TEXTO FORNECIDO>
────────────────────

INCOMPETÊNCIA DO TRIBUNAL
IMPEDIMENTO DO JUIZ
Sumário

I – A lei é clara quanto aos pressupostos legais do conflito. Traduz-se numa divergência entre dois ou mais tribunais, de diferente ou da mesma espécie, em relação ao conhecimento de um feito jurídico-criminal e surge, em processo penal, quando mais do que um tribunal se reconhecem ou não se reconhecem competentes para conhecer quanto à existência de um crime cuja prática é atribuída ao mesmo arguido.
II - A incompetência do tribunal não se confunde com o impedimento do juiz, que se traduz numa incapacidade de exercício da função jurisdicional num determinado processo – o juiz é competente para tramitar determinado processo, mas não é subjectivamente capaz, por existir uma determinada situação, imposta legalmente por razões de imparcialidade, que impede que o mesmo possa ter participação num determinado processo.
III - A declaração de impedimento por parte da senhora juíza que havia realizado o julgamento e proferido a sentença declarada nula pelo Tribunal da Relação não acata o dever de obediência a que estão sujeitos os juízes, das decisões proferidas em via de recurso por tribunais superiores, previsto no artigo 4.º, n.º 1 do Estatuto dos Magistrados Judiciais e no artigo 4.º, n.º 1 da Lei de Organização do Sistema Judiciário (Lei n.º 6272013, de 26/08).
IV - Não tem qualquer razão de ser o conflito de competência que foi suscitado pela senhora juíza (juiz 2) pois não existe qualquer conflito de competência entre tribunais, que cumpra conhecer ou dirimir. O que temos é uma decisão proferida pelo Tribunal da Relação em via de recurso de uma decisão proferida pela senhora juíza, que esta deverá acatar, prolatando a nova sentença que aquele tribunal superior determinou que fosse proferida pelo tribunal recorrido, isto é, pelo tribunal presidido pela senhora juíza que suscitou o alegado conflito.

Texto Integral

I –Relatório:

1. No âmbito do processo comum, com intervenção de tribunal singular n.º 1809/19.7JFLSB, do Juízo Local Criminal de Lisboa, juiz 2, a senhora juíza proferiu, em 7/03/2024 o seguinte despacho:
«Em face do Acórdão do Tribunal da Relação de Lisboa, nos termos do disposto no art.º 40º, do C.P. Penal, declaro-me impedida.
Notifique.
Remeta os autos à distribuição, com exclusão do J2 e do J10, com o qual nos encontramos em integral acumulação de funções.
Dê baixa.»
O acórdão da Relação de Lisboa a que se faz referência em tal despacho decidiu o recurso interposto pela arguida da sentença proferida nos autos pela senhora juíza, tendo julgado tal recurso procedente e «declarado nula a sentença recorrida por omissão de pronúncia e falta de fundamentação, determinando a devolução dos autos ao Tribunal recorrido, a fim de proferir nova sentença que supra as apontadas nulidades, se necessário com produção de prova suplementar».
2. Distribuídos os autos no Juízo Local Criminal ao Juiz 14, foi proferido despacho no sentido de serem os autos remetidos ao Juiz em substituição legal em virtude de a Sra. Juiz titular do processo se ter declarado impedida nos termos do artigo 40º.

────────────────────

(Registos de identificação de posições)
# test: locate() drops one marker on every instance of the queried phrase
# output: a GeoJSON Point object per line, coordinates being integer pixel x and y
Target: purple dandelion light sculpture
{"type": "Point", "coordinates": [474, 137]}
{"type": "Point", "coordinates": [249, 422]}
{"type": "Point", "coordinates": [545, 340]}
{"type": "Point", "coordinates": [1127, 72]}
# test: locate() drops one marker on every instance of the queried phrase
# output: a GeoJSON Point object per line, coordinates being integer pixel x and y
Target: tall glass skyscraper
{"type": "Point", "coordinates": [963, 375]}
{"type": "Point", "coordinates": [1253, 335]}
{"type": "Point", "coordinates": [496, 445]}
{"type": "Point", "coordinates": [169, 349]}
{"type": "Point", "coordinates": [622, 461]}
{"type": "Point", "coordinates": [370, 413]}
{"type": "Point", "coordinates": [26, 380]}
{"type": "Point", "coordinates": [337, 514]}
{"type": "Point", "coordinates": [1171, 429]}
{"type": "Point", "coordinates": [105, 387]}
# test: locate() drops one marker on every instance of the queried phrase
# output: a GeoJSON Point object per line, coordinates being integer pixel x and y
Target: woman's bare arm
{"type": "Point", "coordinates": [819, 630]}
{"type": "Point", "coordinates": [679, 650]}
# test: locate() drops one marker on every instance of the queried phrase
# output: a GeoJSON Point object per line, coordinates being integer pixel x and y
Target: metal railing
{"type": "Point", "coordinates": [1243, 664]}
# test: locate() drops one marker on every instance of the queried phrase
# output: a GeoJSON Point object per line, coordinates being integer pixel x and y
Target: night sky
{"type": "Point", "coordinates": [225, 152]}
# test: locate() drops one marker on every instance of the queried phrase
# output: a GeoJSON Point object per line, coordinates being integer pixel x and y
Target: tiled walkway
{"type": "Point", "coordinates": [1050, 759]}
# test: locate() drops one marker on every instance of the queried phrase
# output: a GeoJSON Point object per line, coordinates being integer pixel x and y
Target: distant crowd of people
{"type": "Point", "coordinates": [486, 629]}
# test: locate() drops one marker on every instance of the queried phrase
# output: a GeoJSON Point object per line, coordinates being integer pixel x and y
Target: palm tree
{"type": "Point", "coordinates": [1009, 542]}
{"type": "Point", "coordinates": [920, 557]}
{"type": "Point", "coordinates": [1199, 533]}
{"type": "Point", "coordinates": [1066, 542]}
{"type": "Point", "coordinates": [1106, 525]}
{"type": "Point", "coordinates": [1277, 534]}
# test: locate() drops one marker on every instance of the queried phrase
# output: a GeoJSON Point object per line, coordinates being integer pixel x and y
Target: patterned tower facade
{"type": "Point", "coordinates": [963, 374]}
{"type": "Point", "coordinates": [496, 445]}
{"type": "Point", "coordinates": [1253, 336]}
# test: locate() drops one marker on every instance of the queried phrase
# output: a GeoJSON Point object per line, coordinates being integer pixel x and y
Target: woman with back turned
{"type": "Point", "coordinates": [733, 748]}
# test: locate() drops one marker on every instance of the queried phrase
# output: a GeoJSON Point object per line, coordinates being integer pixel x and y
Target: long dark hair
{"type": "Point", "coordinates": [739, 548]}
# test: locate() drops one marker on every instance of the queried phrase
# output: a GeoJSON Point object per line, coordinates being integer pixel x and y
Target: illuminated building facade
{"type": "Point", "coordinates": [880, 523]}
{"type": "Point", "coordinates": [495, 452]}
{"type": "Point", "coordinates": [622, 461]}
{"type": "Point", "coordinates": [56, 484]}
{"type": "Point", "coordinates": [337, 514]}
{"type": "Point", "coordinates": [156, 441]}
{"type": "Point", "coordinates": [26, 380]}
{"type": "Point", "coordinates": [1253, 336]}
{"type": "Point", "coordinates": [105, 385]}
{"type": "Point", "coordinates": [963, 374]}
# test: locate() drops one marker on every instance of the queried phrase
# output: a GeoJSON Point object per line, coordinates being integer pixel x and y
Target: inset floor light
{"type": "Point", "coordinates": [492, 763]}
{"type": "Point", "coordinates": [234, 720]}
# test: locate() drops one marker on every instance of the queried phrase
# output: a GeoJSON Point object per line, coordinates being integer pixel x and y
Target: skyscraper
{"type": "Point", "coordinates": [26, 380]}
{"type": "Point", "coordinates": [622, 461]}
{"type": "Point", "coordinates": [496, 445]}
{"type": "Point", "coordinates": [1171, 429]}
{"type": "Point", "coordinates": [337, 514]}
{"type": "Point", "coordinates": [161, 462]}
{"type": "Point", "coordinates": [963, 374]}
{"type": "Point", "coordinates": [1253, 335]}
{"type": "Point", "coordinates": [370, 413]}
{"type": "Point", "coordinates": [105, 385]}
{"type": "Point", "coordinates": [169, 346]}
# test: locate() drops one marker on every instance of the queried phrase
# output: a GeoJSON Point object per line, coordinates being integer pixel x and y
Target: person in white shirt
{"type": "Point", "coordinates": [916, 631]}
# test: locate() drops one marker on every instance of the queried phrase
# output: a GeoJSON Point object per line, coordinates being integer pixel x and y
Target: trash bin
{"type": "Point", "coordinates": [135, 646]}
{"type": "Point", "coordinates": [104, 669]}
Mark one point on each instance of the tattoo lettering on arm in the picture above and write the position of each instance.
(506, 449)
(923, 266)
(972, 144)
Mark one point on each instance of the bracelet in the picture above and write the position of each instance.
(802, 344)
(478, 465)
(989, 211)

────────────────────

EXERCÍCIO PROPOSTO>
Responda, por favor, às perguntas seguintes sobre o texto acerca do impedimento da juíza, numerando as respostas da mesma forma.
1. Em que data a senhora juíza proferiu o despacho em que se declarou impedida?
2. Por que motivos o acórdão da Relação de Lisboa declarou nula a sentença recorrida?
3. A que juiz foram distribuídos os autos no Juízo Local Criminal?

SOLUÇÃO>
1. Em 7/03/2024.
2. Por omissão de pronúncia e falta de fundamentação.
3. Ao Juiz 14.